##### EXTRACTED ENTRIES #####

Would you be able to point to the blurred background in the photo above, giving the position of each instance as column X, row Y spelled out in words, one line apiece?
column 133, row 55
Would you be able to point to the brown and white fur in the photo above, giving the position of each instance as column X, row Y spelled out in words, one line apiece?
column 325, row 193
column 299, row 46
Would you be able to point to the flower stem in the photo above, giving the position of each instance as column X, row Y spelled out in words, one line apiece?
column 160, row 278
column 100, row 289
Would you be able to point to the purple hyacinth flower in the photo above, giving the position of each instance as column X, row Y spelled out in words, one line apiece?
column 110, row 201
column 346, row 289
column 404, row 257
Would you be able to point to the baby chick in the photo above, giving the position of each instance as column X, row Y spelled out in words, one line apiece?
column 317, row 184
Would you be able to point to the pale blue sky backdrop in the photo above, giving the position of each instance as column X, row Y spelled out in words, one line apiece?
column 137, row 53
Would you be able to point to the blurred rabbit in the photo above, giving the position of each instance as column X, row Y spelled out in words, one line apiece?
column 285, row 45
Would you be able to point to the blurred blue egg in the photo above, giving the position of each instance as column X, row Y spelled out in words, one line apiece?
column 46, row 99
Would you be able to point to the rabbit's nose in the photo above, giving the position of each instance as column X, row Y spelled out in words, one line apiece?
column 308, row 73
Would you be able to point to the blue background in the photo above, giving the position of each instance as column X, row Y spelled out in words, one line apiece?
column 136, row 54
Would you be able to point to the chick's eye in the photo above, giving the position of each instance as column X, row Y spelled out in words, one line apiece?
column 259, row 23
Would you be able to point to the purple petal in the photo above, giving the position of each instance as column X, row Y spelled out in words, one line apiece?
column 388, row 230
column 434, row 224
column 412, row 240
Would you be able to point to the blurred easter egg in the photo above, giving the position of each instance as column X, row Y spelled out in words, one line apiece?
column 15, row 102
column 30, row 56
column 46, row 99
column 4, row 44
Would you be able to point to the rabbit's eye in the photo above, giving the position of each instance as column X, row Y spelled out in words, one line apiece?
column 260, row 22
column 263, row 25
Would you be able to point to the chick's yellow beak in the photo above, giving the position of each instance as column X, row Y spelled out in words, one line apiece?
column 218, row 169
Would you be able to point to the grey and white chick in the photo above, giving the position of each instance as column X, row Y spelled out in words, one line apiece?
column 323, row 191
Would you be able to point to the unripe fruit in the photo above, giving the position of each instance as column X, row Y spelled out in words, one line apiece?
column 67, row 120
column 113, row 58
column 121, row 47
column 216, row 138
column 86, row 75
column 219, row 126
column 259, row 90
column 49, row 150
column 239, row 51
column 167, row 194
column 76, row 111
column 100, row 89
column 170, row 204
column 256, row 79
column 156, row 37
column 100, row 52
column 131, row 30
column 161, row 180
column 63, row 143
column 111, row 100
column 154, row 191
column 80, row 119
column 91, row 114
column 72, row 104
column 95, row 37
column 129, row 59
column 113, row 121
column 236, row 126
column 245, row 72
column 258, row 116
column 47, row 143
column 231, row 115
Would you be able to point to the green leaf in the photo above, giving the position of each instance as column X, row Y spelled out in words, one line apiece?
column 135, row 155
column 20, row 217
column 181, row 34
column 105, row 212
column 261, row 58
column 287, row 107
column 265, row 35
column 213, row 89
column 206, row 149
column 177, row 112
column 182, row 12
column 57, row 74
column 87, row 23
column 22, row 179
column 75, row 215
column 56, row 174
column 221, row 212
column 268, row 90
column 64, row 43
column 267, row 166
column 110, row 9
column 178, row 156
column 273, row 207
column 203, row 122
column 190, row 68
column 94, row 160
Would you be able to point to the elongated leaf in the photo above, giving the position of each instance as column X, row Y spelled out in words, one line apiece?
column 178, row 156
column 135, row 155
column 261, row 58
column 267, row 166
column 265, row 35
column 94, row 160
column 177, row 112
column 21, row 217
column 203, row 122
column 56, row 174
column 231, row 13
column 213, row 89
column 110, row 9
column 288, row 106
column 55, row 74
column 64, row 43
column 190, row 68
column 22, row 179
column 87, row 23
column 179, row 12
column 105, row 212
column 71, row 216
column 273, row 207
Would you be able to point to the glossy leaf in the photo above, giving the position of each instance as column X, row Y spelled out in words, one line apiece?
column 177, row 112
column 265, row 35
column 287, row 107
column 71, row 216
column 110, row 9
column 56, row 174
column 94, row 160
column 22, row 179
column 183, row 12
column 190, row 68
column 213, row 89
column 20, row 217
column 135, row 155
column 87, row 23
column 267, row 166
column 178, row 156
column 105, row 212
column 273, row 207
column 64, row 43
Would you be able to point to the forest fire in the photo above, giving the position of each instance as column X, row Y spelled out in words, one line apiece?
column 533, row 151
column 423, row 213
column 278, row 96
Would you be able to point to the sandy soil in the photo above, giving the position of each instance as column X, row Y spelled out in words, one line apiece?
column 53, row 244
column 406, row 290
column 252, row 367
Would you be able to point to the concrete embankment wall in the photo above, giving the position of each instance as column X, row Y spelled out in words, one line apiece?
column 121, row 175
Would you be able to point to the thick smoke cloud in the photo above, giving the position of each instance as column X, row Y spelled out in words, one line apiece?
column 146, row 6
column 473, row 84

#####

EXERCISE OBJECTIVE
Would you write out the full set of records above without alteration?

TASK OUTPUT
Would you be able to point to the blurred background in the photo above, giving the position of each instance as column X, row Y spelled out in words, one line apiece?
column 133, row 55
Would you be able to point to the brown and white fur in the photo above, giving the position of each instance as column X, row Y spelled out in words, one line apiece?
column 325, row 193
column 299, row 46
Would you be able to point to the flower stem in the photo above, giving the position of each instance as column X, row Y spelled out in words, one line apiece?
column 160, row 278
column 100, row 289
Would you be able to point to the purple hyacinth flower in the photo above, giving the position of each instance as column X, row Y spelled out in words, one line apiece?
column 110, row 201
column 346, row 289
column 404, row 257
Would you be able to point to the baby chick in the photo above, giving the position of each instance as column X, row Y spelled out in words, one line apiece?
column 317, row 184
Would you be able to point to the pale blue sky backdrop in the photo above, giving the position of each instance as column X, row Y spelled out in words, one line apiece?
column 137, row 53
Would you be able to point to the blurred rabbit in the photo above, giving the position of each instance as column X, row Y spelled out in words, one line apiece?
column 285, row 45
Would you be able to point to the blurred blue egg in the photo above, giving the position of each instance as column X, row Y spelled out in words, one line apiece?
column 46, row 99
Would you be able to point to the rabbit's nose in the photo above, giving the position of each instance as column X, row Y spelled out in words, one line apiece?
column 308, row 73
Would you be able to point to the blue background in the photo above, giving the position of each instance as column X, row Y spelled out in words, one line apiece?
column 136, row 54
Would you be able to point to the chick's eye in the photo above, giving the position of each instance as column X, row Y spelled out in words, one line apiece?
column 259, row 23
Would you be able to point to the purple petal in the photo above, giving the position of each instance as column X, row Y spelled out in words, one line apiece?
column 388, row 230
column 434, row 224
column 412, row 240
Would you be able to point to the blurred easter egg in the photo above, giving the position of each instance as column X, row Y spelled out in words, one line apiece?
column 15, row 102
column 30, row 56
column 46, row 99
column 4, row 44
Would you be able to point to the rabbit's eye in the photo above, giving the position of each instance as column X, row Y spelled out in words, one line apiece?
column 260, row 22
column 263, row 25
Would you be able to point to the chick's yellow beak in the photo above, giving the position of each instance as column X, row Y spelled out in words, one line apiece?
column 218, row 169
Would you be able to point to the grey and white chick in the photo above, giving the position of each instance as column X, row Y spelled out in words, one line apiece?
column 323, row 191
Would you be able to point to the unripe fruit in the photo above, giving the position of each instance as column X, row Y spelled out in words, one line apiece?
column 67, row 120
column 113, row 58
column 121, row 47
column 216, row 138
column 86, row 75
column 219, row 126
column 259, row 90
column 49, row 150
column 239, row 51
column 167, row 194
column 76, row 111
column 100, row 89
column 170, row 204
column 256, row 79
column 156, row 37
column 100, row 52
column 131, row 30
column 161, row 180
column 63, row 143
column 111, row 100
column 154, row 191
column 80, row 119
column 91, row 114
column 72, row 104
column 95, row 37
column 129, row 59
column 113, row 121
column 236, row 126
column 245, row 72
column 258, row 116
column 47, row 143
column 231, row 115
Would you be able to point to the green leaf in the photo above, giving the position of each instance as column X, row Y spelled out in words, one line apiece?
column 135, row 155
column 20, row 217
column 181, row 34
column 105, row 212
column 261, row 58
column 287, row 107
column 265, row 35
column 213, row 89
column 206, row 149
column 177, row 112
column 182, row 12
column 57, row 74
column 87, row 23
column 22, row 179
column 75, row 215
column 56, row 174
column 221, row 212
column 268, row 90
column 64, row 43
column 267, row 166
column 110, row 9
column 178, row 156
column 273, row 207
column 203, row 122
column 190, row 68
column 94, row 160
Would you be able to point to the elongated leaf in the photo above, giving the position of each instance as column X, row Y spelled out in words, one line apiece?
column 178, row 156
column 135, row 155
column 261, row 58
column 267, row 166
column 265, row 35
column 94, row 160
column 177, row 112
column 21, row 217
column 203, row 122
column 56, row 174
column 231, row 13
column 213, row 89
column 110, row 9
column 288, row 106
column 55, row 74
column 64, row 43
column 190, row 68
column 22, row 179
column 87, row 23
column 179, row 12
column 105, row 212
column 71, row 216
column 273, row 207
Would you be able to point to the glossy leaf in the photo above, giving the position of each instance as column X, row Y spelled out in words, one line apiece?
column 177, row 112
column 265, row 35
column 287, row 107
column 71, row 216
column 110, row 9
column 56, row 174
column 94, row 160
column 22, row 179
column 183, row 12
column 190, row 68
column 213, row 89
column 20, row 217
column 135, row 155
column 87, row 23
column 267, row 166
column 178, row 156
column 105, row 212
column 273, row 207
column 64, row 43
Would you be able to point to the forest fire in the photo above, giving the position of each instance as column X, row Y spelled out in words, one line apiece?
column 533, row 151
column 423, row 213
column 278, row 96
Would you be able to point to the sandy soil in the photo above, giving the position of each instance as column X, row Y spelled out in words, one line apiece?
column 53, row 244
column 406, row 290
column 252, row 367
Would you be able to point to the concrete embankment wall in the photo above, giving the position of each instance as column X, row Y spelled out in words, one line apiece?
column 121, row 175
Would you be able to point to the thick smoke cloud in the photo above, giving the position of each instance as column X, row Y spelled out in words, one line apiece?
column 146, row 6
column 473, row 84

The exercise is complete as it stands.